> [TEXTABSCHNITT]:
————————

Sonntag, 29. Mai 2016

Die Wundervölker des Ostens*

Im Jahr 1493 veröffentlicht der Humanist und Historiker Hartmann Schedel (1440–1514) seine Weltchronik. Von der Erschaffung der Welt bis in seine eigene Gegenwart gliedert Schedel die Weltgeschichte in insgesamt sieben Weltalter – samt Ausblick auf das Jüngste Gericht. Dabei geht es ihm nicht allein um die Wiedergabe historischer Ereignisse, auch Wunderberichte und Sensationsmeldungen finden Platz in seinem monumentalen Werk.

————————

> [GESPEICHERTE EINTRÄGE]:

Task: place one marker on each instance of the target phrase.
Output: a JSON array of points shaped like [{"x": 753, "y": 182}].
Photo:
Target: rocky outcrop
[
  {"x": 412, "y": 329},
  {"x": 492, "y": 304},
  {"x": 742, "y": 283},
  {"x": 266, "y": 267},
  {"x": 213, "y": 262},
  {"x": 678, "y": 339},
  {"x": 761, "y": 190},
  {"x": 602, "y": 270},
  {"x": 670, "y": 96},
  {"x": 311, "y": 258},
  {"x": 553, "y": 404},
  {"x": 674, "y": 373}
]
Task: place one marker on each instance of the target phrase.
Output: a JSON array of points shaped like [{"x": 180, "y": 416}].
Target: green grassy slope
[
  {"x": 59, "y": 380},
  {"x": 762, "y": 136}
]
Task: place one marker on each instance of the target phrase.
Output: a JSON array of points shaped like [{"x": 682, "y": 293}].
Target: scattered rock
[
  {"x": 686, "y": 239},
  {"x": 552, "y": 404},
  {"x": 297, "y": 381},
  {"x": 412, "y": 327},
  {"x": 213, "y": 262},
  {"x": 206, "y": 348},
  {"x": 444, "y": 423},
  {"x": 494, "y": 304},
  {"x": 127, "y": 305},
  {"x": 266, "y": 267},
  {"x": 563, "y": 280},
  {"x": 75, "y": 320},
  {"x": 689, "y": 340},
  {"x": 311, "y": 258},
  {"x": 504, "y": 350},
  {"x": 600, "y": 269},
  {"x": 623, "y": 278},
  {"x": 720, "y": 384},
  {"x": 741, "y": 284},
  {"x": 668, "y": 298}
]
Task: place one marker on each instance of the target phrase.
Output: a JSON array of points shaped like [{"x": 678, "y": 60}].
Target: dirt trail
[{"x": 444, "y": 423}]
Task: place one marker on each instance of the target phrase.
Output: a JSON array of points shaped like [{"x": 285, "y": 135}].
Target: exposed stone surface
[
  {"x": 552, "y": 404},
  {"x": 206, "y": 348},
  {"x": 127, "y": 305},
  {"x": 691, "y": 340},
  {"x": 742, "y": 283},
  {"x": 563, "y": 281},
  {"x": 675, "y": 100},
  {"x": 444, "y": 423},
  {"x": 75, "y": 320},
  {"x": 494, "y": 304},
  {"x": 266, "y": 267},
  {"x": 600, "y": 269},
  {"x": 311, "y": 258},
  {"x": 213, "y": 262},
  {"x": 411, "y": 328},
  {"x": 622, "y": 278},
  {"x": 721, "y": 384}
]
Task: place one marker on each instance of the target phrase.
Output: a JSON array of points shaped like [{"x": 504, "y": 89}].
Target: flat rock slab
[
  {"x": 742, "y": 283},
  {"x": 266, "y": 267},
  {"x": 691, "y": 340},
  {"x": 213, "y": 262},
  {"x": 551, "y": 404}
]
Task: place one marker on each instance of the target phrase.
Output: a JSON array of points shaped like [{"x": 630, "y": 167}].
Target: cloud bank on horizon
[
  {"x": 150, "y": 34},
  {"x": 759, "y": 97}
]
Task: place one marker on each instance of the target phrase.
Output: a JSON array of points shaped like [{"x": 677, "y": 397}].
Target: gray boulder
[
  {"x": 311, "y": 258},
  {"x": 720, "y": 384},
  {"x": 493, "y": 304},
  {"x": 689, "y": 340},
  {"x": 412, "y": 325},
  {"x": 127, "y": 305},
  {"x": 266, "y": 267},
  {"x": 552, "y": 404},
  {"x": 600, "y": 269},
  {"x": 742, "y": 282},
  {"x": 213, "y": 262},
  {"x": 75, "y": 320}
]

————————

Führe den Textabschnitt über Hartmann Schedels Weltchronik im Anschluss an seinen letzten Satz weiter.

> [ANTWORT ZUR ÜBUNG]:
Auf eine der seltsamsten Stellen des Werkes trifft der Leser direkt nach dem Bericht über die Sintflut: Rechts und links vom Text finden sich Holzschnitte, auf denen 14 Vertreter ganz absonderlich aussehender Völker abgebildet sind, die in den entlegenen Regionen „india“ und „ethiopia“ leben sollen (Abb. 1, Blatt XIIr). Glaubt man den Holzschnitten, dann geht es skurril zu dort am Rande der Welt: Manche Bewohner haben so große Ohren, dass sie damit ihren ganzen Körper bedecken können. Andere Wesen tragen auf ihrem Menschenkörper einen Hundekopf und können deshalb nur bellen. Auch Wesen mit Kranichhälsen und Schnäbeln sollen das Ende der Welt bevölkern. Hartmann Schedel hat sich diese wundersamen Wesen nicht selbst ausgedacht, sondern zusammengetragen, was er bei anderen Autoren über ihre Existenz gelesen hat. Schedel ist Glied in einer langen Kette literarischer Berichte über die Bewohner entlegener Erdregionen. Doch wo liegen die Wurzeln der Vorstellung, die Ränder der Welt seien von monstra, also deformierten Wesen, bewohnt?

Wundervölker im Liber chronicarum von Hartmann Schedel, fol. 12r (© BSB München, INK S-195)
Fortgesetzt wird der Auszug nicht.